**Textauszug:**

In Potsdam-Mittelmark wurden Menschen und Umwelt offenbar gerade noch vor einer solchen Katastrophe bewahrt. Jedenfalls hat sich die Befürchtung des LfU, dass noch mehr belasteter Kompost in Umlauf gebracht wurde, bis heute nicht bestätigt. Lediglich auf dem Gelände der inzwischen insolventen Kompostfirma lagert noch kontaminiertes Material.
Wo Klärschlamm verklappt wurde, besteht der Verdacht auf PFAS. Das sagte ein Experte für Altlasten im Gespräch mit muellrausch.de. Eine im vergangenen Jahr erschienene Studie des Umweltbundesamtes bekräftigt diese Einschätzung. Klärschlamm, insbesondere aus industriellen Quellen, zählt demnach zu den Abfällen, die am ehesten mit PFAS belastet sein können. Fakt ist: Auf den illegalen Müllkippen Brandenburgs rottet von dieser Sorte Müll jede Menge vor sich hin. Unter den betroffenen Standorten sind weitere frühere Kompostierungsanlagen.
Im Landkreis Elbe-Elster wurde Klärschlamm in einer Kiesgrube verscharrt. Dort hat sich der Verdacht auf PFAS im Grundwasser bestätigt, wie das zuständige Bergamt in Cottbus auf Anfrage berichtet.
Chemiekalien im Löschschaum
Wie unterschiedlich die Wege sind, auf denen PFAS in die Umwelt gelangen, zeigt sich in Altlandsberg, einer Kleinstadt kurz hinter der Ostgrenze Berlins: Auf einer Brache zwischen Feldern und vereinzelten Wohnhäusern stapeln sich alte Autoreifen. Ein Teil der Gummiringe weist Spuren eines Feuers auf, das hier einst wütete. Rund 15 Jahre ist das her. Die Folgen des Brandes wurden erst sehr viel später untersucht. Seit einem Gutachten von 2022 aber ist klar: Boden und Grundwasser sind auch hier mit PFAS verseucht. „Als Ursache sind die beim Feuerwehreinsatz verwendeten Löschmittel in Betracht zu ziehen“, schreiben die Autoren des Gutachtens. Und weiter:
„Eine Nutzung des Grundwassers (…) zur Gartenbewässerung oder als Trinkwasser ist zu untersagen.“
Ein Brandschaden wie in Altlandsberg ist im Müllparadies Brandenburg kein Einzelfall. muellrausch.de hat mehr als 20 illegale Halden dokumentiert, die gebrannt haben. Darunter ist mit Frauendorf in der Oberlausitz ein weiterer Ort, wo PFAS im Grundwasser entdeckt wurden.

**Aufgaben:**
(a) Wie viele illegale Halden, die gebrannt haben, hat muellrausch.de laut dem Text über PFAS-Belastungen in Brandenburg dokumentiert?
(b) Führen Sie den Text über PFAS-Belastungen in Brandenburg im Anschluss an seinen letzten Satz weiter.

**Übungsdaten:**

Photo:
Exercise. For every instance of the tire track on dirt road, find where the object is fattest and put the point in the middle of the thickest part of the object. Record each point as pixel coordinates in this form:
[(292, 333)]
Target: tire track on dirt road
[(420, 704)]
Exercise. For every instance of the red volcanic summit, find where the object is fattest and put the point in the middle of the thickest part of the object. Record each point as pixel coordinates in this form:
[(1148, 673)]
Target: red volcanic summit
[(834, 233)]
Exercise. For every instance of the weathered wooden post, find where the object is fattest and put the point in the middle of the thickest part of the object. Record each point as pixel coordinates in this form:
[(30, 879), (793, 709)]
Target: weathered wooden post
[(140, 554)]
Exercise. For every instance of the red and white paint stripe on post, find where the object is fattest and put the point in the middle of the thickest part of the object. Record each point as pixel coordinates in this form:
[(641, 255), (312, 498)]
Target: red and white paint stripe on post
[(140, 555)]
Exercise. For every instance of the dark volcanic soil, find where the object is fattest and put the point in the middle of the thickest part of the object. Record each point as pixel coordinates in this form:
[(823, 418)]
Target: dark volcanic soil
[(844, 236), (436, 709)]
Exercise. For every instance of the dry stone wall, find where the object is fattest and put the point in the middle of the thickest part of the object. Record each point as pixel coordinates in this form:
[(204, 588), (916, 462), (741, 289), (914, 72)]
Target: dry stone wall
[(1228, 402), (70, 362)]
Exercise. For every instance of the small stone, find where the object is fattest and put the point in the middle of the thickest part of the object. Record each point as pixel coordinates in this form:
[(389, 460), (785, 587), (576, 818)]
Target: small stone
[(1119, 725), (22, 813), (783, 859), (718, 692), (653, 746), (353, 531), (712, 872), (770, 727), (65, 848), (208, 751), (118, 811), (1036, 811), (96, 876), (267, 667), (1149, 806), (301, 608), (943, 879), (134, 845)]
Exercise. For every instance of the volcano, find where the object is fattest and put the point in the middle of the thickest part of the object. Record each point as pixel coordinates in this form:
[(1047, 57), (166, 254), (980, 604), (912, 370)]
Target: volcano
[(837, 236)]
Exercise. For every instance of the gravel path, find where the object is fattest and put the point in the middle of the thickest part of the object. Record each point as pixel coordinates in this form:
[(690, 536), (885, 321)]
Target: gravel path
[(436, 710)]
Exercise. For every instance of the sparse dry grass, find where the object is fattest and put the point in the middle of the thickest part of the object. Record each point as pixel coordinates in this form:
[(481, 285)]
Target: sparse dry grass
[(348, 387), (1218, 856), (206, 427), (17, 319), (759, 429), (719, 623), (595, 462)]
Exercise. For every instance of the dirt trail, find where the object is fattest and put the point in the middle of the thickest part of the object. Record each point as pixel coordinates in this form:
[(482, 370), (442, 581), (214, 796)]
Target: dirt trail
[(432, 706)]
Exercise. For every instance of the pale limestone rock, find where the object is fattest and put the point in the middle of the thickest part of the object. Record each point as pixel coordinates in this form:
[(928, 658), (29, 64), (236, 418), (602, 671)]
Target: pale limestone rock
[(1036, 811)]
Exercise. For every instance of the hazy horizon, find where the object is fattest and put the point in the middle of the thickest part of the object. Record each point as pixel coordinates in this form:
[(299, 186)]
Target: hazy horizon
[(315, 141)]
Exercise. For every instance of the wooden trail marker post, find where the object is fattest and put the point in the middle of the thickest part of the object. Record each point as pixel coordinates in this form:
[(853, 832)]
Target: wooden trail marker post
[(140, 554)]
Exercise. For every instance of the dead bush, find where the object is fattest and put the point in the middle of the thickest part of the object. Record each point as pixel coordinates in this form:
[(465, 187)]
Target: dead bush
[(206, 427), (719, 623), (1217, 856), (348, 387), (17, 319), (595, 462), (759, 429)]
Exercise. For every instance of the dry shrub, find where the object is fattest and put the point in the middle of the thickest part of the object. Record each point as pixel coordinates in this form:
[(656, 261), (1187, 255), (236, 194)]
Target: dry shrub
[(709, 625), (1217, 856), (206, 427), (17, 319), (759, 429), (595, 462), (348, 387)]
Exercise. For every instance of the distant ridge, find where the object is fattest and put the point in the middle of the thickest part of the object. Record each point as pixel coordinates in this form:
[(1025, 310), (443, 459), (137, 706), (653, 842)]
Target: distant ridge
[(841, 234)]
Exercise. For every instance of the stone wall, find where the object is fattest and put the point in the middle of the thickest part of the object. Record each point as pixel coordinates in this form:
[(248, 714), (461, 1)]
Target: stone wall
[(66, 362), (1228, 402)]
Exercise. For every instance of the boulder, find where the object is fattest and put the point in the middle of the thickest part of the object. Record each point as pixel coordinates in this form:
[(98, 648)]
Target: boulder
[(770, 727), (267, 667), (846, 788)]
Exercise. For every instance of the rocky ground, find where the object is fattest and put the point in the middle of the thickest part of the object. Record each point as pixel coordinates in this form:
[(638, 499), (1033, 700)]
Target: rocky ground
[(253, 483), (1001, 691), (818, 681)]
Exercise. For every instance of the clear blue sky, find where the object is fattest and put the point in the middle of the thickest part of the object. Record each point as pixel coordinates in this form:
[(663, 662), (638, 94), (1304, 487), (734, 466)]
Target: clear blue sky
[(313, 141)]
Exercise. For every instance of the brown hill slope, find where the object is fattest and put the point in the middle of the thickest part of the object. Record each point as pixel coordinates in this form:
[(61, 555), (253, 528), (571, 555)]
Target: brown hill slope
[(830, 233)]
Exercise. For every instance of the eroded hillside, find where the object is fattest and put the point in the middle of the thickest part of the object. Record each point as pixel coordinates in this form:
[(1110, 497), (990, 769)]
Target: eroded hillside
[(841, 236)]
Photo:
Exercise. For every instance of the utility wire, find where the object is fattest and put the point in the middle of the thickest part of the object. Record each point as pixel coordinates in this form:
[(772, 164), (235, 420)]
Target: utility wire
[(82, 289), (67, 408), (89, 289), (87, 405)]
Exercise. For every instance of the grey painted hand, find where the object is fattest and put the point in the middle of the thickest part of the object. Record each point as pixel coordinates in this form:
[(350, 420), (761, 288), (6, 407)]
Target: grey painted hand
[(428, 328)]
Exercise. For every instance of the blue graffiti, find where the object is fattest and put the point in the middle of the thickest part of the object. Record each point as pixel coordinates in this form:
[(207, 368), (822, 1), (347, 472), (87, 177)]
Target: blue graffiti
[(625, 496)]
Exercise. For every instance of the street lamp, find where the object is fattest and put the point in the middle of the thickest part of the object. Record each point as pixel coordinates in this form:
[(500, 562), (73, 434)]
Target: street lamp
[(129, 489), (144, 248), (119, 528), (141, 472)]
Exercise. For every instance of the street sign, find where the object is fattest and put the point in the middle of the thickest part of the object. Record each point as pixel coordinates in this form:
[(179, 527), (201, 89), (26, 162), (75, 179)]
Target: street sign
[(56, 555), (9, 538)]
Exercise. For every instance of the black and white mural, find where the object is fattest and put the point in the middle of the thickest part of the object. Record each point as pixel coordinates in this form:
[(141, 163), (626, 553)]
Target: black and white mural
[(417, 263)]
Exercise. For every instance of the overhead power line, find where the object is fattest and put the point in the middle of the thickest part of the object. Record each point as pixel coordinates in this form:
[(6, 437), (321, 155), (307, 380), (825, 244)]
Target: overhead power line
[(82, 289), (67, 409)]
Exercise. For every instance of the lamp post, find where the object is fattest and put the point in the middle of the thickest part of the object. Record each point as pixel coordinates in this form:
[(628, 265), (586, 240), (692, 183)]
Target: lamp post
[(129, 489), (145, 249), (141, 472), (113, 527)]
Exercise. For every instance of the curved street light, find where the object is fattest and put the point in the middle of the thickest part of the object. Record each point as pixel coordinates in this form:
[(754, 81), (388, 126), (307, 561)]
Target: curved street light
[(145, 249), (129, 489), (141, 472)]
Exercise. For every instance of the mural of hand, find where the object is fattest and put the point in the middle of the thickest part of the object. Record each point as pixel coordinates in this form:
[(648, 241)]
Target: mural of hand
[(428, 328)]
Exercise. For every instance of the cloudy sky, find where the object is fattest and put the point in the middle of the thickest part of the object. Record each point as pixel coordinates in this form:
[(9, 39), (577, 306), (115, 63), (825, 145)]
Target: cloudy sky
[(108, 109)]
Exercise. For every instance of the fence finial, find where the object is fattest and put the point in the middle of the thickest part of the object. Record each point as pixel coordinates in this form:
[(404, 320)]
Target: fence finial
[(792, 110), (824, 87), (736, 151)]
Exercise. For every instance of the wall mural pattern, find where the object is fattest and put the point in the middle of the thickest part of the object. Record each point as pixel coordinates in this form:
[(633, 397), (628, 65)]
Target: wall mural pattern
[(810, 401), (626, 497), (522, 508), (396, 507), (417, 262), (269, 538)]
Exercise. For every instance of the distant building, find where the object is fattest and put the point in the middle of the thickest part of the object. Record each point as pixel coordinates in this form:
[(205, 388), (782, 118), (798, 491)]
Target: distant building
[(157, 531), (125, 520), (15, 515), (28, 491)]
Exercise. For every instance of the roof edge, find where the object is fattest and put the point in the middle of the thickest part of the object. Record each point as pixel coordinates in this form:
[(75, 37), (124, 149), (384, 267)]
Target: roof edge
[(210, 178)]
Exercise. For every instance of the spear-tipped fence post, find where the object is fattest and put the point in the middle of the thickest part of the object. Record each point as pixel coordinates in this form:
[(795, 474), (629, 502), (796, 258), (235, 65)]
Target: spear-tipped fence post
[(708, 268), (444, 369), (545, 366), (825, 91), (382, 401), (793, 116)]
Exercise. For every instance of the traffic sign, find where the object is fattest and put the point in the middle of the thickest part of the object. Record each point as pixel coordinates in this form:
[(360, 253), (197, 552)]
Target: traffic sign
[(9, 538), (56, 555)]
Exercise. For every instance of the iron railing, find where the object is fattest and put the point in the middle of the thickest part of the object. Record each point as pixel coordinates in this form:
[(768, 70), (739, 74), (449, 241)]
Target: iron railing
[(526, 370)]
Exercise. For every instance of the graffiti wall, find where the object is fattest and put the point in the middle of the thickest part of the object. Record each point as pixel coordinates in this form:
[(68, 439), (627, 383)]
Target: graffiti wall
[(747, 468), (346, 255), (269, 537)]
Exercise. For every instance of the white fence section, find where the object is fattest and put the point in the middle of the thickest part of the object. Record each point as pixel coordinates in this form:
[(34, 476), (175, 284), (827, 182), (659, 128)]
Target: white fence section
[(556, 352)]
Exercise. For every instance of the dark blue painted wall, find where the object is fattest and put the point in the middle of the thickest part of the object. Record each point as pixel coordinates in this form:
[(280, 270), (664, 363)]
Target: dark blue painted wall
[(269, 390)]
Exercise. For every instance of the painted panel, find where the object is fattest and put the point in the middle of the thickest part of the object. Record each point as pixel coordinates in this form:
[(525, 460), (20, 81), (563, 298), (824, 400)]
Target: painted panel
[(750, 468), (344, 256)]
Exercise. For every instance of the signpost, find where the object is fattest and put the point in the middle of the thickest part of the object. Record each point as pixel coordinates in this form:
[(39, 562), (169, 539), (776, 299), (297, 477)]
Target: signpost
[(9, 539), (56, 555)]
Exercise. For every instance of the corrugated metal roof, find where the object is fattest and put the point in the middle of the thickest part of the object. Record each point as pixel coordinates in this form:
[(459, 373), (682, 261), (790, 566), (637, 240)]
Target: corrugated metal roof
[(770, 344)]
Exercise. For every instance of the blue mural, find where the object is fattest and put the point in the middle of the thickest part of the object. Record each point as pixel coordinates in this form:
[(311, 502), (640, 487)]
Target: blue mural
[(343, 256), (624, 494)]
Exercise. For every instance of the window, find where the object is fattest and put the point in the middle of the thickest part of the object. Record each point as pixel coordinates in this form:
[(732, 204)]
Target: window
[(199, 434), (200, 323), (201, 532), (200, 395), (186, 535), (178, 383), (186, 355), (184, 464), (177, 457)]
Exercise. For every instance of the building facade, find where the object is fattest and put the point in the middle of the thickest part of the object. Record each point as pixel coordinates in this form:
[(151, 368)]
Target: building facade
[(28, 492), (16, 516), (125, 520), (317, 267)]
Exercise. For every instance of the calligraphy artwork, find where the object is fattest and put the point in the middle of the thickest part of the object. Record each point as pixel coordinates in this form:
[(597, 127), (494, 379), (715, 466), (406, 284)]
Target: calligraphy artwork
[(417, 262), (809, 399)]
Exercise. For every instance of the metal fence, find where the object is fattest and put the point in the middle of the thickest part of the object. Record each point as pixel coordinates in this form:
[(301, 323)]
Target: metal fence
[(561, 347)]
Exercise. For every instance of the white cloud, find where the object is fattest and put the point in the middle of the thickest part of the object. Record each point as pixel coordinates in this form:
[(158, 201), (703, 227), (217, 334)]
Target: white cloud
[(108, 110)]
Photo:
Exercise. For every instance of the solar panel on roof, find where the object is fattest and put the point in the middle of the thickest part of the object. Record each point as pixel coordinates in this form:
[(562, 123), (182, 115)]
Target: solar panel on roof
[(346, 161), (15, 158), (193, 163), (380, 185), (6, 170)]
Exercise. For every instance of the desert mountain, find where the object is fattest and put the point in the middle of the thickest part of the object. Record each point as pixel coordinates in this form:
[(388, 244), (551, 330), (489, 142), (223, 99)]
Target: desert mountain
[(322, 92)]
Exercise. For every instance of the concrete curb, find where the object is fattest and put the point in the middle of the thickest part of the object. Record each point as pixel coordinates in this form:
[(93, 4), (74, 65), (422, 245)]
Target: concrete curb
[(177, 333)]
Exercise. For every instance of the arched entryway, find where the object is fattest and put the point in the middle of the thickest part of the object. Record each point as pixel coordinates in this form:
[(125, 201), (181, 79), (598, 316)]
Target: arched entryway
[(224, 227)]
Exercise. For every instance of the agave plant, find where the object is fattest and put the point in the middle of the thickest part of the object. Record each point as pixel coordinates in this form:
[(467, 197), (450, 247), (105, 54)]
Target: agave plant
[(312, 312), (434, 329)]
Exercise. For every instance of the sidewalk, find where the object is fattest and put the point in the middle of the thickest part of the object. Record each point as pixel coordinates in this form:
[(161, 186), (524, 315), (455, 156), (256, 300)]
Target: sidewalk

**Lösungen:**
(a) Mehr als 20.

(b)
Mit bis zu 3,2 Mikrogramm pro Liter verursachen die abgebrannten Reifenberge von Altlandsberg von allen uns bekannten Fällen unter den illegalen Deponien Brandenburgs die stärkste Belastung. Allerdings gibt es in Deutschland für PFAS bislang kaum verbindliche Grenzwerte, allenfalls Empfehlungen. Das macht eine Bewertung schwierig. Obergrenzen sind für die Ausbringung von Klärschlamm festgelegt. Für Trinkwasser gilt erst ab dem 12. Januar 2026 ein Wert, der nicht überschritten werden darf.
Bis auf Altlandsberg, wo sich offenbar private Brunnen im Einzugsgebiet befinden, wird das belastete Grundwasser nach Angaben der zuständigen Behörden nicht genutzt. Behördenleiter Ralf Buschalsky vom Landkreis Potsdam-Mittelmark sieht für die betroffenen Orte in seinem Zuständigkeitsgebiet daher „keine unmittelbare Gefahr“. Eine Belastung des „wichtigen Schutzgutes Grundwasser“ hält er dennoch für „nicht tolerabel“.